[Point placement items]
★ ★ ★ ★ ★ ★ ★
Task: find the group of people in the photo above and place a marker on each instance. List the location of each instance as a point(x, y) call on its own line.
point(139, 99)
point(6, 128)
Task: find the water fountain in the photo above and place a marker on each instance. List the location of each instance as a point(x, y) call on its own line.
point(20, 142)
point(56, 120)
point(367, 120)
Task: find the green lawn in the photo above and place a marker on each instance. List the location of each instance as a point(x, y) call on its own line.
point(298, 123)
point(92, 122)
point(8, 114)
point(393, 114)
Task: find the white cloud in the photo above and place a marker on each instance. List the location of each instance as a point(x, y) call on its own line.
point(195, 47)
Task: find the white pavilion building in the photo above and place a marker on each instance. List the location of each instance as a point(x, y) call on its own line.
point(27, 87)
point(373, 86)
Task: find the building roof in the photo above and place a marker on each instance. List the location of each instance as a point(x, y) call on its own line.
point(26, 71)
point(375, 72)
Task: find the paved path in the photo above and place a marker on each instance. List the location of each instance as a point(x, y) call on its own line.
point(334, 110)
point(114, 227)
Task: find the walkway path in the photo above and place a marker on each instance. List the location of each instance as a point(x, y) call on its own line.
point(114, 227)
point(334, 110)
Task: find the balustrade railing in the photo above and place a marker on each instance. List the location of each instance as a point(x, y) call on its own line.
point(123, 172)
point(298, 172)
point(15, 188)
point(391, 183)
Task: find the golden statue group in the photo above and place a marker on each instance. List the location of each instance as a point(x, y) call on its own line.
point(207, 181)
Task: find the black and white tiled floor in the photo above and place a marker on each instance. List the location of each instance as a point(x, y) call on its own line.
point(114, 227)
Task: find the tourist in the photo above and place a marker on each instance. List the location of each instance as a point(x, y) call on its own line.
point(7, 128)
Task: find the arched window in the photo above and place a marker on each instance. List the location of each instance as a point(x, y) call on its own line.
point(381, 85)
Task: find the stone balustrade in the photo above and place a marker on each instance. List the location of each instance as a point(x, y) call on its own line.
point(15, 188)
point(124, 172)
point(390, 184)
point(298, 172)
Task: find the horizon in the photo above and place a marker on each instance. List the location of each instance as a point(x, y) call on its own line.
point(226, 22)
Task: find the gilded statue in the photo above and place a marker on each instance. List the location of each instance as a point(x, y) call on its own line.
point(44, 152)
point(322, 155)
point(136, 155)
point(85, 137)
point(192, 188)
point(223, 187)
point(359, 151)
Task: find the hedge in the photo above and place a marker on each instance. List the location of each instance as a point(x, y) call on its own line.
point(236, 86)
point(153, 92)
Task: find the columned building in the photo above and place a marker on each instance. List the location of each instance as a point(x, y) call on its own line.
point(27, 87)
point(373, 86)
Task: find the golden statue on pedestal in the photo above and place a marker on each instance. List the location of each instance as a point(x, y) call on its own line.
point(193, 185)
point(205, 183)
★ ★ ★ ★ ★ ★ ★
**Task:**
Edit the lines that begin at the one containing "Task: find the walkway" and stop after the one containing "point(381, 85)", replacing "marker" with "pin" and leaving everything else unchanged.

**Full solution:**
Task: find the walkway path in the photo above and place a pin on each instance. List the location of each instance as a point(x, y) call on its own line.
point(114, 227)
point(334, 110)
Task: find the balustrade railing in the photo above and place a pin on each instance. List the location of each instance as a point(x, y) call on its own line.
point(123, 172)
point(298, 172)
point(15, 188)
point(391, 183)
Task: find the golden statue group in the photo above and place a pin on each instance. List the location of each instance as a point(x, y) call on its own line.
point(207, 181)
Task: find the black and white tiled floor in the photo above and place a pin on each instance. List the location of each instance as a point(x, y) call on its own line.
point(114, 227)
Task: find the tourist in the photo above and place a pin on each instance. List the location of each instance as a point(x, y) call on its own line.
point(7, 128)
Task: find the arched window in the photo above and place a pin on each instance. List the location of each instance as a point(x, y) call on its own line.
point(381, 85)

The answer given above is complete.